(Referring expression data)

★ ★ ★ ★ ★ ★ ★

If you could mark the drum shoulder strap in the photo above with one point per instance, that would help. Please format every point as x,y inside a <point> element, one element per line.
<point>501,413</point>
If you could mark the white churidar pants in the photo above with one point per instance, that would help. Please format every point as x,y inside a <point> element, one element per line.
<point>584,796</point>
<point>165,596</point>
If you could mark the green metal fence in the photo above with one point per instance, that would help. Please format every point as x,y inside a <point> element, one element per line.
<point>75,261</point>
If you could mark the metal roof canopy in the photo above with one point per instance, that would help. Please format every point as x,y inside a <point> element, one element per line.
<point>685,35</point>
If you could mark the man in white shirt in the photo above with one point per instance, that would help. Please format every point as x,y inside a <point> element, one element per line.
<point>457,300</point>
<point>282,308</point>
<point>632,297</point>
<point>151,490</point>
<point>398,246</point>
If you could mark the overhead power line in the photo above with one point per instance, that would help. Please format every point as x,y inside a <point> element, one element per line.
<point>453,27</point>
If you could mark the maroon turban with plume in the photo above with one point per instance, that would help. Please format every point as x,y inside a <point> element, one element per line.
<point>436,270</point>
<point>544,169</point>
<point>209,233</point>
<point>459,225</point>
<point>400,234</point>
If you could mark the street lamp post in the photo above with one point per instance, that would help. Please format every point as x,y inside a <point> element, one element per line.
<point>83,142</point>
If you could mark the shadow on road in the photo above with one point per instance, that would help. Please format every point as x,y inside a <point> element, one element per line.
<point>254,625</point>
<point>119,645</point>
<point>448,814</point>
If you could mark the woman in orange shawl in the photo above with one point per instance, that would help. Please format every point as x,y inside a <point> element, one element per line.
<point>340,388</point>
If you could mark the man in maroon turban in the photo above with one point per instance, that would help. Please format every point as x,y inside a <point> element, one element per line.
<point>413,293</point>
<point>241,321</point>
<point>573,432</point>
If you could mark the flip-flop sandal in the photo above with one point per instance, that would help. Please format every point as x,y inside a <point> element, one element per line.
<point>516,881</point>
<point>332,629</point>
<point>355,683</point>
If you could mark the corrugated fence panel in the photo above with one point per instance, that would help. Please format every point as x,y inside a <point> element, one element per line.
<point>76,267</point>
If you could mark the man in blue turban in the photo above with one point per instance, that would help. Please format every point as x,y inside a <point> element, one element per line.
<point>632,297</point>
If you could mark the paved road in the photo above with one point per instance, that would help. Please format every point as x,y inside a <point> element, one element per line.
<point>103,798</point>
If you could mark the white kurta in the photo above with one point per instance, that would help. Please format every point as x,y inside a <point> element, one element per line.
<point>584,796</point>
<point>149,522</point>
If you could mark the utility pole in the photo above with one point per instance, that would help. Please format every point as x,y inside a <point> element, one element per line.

★ ★ ★ ★ ★ ★ ★

In this exercise, give every record above again exactly.

- **Response to this exercise**
If you could mark the drum shoulder strap in the photo above with one point per instance, that would help. Please format every point as x,y inside a <point> element, one element per line.
<point>501,413</point>
If you could mark the white churidar pants in the photo above with one point per instance, that would help. Please format every point as x,y inside a <point> element, one element per line.
<point>584,796</point>
<point>165,596</point>
If you could mark the green metal fence in the photo above with one point per instance, that would help. Please format every point as x,y inside a <point> element, one element per line.
<point>75,261</point>
If you could mark the metal roof canopy in the photo above with one point per instance, that would help. Please format every point as x,y inside a <point> element, one element per line.
<point>685,35</point>
If you could mark the man in white shirt in the photo above with one point per instance, that would help. Please format every point as x,y inside a <point> element, one element per line.
<point>457,300</point>
<point>282,308</point>
<point>632,297</point>
<point>151,490</point>
<point>398,246</point>
If you could mark the overhead power line in the photo above with one point per instance, that would help. Please format every point as x,y inside a <point> element, one element per line.
<point>453,27</point>
If you could mark the maroon turban with plume in the photo above with one point per instance, that would help. Please format every point as x,y inside a <point> element, one element per line.
<point>436,270</point>
<point>544,169</point>
<point>209,233</point>
<point>459,225</point>
<point>400,234</point>
If you could mark the street lamp post in the photo above with one point per instance, that would help. Please format every point as x,y inside a <point> element, one element per line.
<point>83,142</point>
If you could mark the shadow on road in the photo above with one point per instance, that would help. Please format every point as x,y inside a <point> element, one element per line.
<point>254,625</point>
<point>119,645</point>
<point>448,814</point>
If you could mark the woman in orange shawl in the photo above with one point per instance, that would help. Please format every point as x,y inside a <point> element, one element per line.
<point>340,388</point>
If you could mark the man in maroon turban in the photo above with one point per instance, that would help. Please format every point as x,y inside a <point> element, one element per line.
<point>413,293</point>
<point>241,321</point>
<point>573,432</point>
If you could mark the flip-flop sandal in the photo above with one point per instance, that would help. Please format every point as x,y inside a <point> element, one element per line.
<point>516,881</point>
<point>332,629</point>
<point>355,683</point>
If you could mark the corrugated fence panel in the photo above with one point per instance, that would help. Please format every point as x,y inside a <point> element, one element per line.
<point>76,267</point>
If you could mark the man in blue turban in the photo above with one point per instance, that would help. Please format every point as x,y inside a <point> element, one element per line.
<point>632,297</point>
If you could mark the paved road in the photo above with one point per instance, that would help. Please format every point as x,y inside a <point> element, one element per line.
<point>103,798</point>
If you could mark the white kurta in the photo above with one point per instance, that would help. Please format every point as x,y inside a <point> element, one element per line.
<point>584,796</point>
<point>149,522</point>
If you could mark the utility pole in the photo above with one point per instance, that would help. Please format every point as x,y inside a <point> element, one element per line.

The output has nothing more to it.